-- begin Source records --

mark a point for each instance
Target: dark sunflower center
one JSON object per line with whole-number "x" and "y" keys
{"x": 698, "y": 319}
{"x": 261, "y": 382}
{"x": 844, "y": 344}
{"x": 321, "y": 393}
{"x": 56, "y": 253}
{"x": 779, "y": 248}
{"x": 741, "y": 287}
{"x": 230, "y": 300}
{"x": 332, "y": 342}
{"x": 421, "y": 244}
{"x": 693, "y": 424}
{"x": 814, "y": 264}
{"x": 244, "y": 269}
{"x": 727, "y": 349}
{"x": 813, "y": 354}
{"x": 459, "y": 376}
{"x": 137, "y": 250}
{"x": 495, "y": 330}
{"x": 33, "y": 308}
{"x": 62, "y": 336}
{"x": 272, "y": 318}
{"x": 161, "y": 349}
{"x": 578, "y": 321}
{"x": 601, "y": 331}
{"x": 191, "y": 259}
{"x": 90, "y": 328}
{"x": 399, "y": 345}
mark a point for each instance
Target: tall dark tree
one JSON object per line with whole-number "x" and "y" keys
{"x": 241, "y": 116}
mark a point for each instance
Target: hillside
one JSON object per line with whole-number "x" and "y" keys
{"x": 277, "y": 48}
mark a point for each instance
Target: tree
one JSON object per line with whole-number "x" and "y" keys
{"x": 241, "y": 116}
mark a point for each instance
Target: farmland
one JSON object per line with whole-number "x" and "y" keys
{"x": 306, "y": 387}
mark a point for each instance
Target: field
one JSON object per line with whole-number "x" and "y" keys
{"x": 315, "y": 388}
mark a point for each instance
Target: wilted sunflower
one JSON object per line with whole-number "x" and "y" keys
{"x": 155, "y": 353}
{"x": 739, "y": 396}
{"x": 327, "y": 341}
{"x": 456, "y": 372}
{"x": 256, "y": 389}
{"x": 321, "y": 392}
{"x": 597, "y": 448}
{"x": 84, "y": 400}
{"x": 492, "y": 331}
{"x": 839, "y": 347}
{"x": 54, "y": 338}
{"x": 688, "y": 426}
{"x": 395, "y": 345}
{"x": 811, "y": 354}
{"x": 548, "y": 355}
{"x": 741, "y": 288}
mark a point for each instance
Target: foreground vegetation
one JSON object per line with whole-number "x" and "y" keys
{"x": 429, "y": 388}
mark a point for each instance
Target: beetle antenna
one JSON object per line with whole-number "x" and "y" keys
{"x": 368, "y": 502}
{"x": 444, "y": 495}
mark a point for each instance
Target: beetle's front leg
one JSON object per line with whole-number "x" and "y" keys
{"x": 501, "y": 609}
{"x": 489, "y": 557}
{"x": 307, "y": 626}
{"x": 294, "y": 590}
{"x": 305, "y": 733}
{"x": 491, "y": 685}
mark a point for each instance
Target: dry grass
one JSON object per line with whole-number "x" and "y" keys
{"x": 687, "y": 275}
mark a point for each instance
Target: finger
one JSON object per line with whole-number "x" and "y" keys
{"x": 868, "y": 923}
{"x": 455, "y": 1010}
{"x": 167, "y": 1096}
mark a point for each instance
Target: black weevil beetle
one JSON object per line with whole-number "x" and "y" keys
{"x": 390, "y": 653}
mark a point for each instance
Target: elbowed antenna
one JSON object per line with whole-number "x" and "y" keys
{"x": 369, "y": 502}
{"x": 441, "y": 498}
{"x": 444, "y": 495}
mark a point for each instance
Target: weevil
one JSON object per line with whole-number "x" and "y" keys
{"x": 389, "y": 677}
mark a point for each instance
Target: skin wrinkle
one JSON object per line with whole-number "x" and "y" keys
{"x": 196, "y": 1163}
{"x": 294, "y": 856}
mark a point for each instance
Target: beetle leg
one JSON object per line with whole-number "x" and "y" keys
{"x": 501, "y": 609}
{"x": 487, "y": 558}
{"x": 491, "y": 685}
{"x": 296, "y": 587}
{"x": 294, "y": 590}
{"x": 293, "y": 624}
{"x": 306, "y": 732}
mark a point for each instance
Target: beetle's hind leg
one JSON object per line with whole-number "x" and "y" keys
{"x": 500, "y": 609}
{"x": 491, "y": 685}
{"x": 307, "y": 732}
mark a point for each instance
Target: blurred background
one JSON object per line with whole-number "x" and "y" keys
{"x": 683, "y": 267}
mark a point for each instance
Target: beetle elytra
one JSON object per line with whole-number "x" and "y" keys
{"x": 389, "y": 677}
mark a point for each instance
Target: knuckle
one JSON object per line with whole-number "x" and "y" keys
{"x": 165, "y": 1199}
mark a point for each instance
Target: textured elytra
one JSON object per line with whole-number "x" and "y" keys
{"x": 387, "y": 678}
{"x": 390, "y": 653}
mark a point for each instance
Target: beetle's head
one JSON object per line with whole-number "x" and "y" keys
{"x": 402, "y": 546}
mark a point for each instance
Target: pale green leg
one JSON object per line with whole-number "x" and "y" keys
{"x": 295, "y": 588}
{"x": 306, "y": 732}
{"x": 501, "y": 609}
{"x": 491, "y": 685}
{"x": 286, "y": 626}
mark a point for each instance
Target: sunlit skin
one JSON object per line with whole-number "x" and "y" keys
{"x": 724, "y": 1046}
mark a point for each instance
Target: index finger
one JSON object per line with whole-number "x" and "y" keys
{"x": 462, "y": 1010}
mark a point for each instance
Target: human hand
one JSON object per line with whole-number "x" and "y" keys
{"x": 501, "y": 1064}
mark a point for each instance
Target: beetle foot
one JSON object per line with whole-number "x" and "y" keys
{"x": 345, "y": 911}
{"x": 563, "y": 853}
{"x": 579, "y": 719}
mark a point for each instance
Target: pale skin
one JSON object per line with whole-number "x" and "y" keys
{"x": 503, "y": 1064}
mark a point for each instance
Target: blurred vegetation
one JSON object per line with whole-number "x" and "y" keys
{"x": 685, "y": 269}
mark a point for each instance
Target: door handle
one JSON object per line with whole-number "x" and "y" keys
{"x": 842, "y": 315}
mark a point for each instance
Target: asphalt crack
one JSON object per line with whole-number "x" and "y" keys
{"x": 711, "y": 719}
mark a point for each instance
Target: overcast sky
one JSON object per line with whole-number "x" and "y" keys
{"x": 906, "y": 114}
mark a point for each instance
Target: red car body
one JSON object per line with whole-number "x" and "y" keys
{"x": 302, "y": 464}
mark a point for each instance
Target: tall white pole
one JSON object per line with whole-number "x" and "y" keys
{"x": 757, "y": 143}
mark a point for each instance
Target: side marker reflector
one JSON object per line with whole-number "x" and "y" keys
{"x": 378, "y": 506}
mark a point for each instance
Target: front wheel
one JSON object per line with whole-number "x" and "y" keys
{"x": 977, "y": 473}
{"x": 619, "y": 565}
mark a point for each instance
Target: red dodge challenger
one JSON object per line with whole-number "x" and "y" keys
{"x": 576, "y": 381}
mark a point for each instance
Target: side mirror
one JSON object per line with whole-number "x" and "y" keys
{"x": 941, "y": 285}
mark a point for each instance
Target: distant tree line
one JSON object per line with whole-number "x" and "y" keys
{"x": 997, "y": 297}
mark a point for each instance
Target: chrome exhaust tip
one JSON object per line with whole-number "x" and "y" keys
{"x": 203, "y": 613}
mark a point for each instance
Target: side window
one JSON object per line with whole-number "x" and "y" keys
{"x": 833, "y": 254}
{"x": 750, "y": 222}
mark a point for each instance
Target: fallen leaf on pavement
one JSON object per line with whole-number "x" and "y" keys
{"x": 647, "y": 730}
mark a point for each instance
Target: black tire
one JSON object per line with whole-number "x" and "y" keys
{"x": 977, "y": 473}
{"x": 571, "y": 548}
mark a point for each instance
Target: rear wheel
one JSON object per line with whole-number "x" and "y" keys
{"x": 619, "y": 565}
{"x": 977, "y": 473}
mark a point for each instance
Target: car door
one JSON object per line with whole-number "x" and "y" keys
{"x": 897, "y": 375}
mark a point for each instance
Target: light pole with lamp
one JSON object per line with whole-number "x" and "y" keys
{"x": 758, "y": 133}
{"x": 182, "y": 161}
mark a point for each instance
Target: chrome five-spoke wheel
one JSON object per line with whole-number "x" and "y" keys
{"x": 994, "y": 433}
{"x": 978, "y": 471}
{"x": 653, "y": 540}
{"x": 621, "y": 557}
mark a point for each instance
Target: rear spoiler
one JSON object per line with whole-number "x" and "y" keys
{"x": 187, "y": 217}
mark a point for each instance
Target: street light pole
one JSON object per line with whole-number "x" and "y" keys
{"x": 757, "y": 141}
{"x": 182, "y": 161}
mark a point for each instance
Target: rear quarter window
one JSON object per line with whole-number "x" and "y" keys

-- end Source records --

*Work to complete*: List each line from the items above that contains the word "blurred", copying every such line in full.

*Complete response*:
Target: blurred background
Target: blurred vegetation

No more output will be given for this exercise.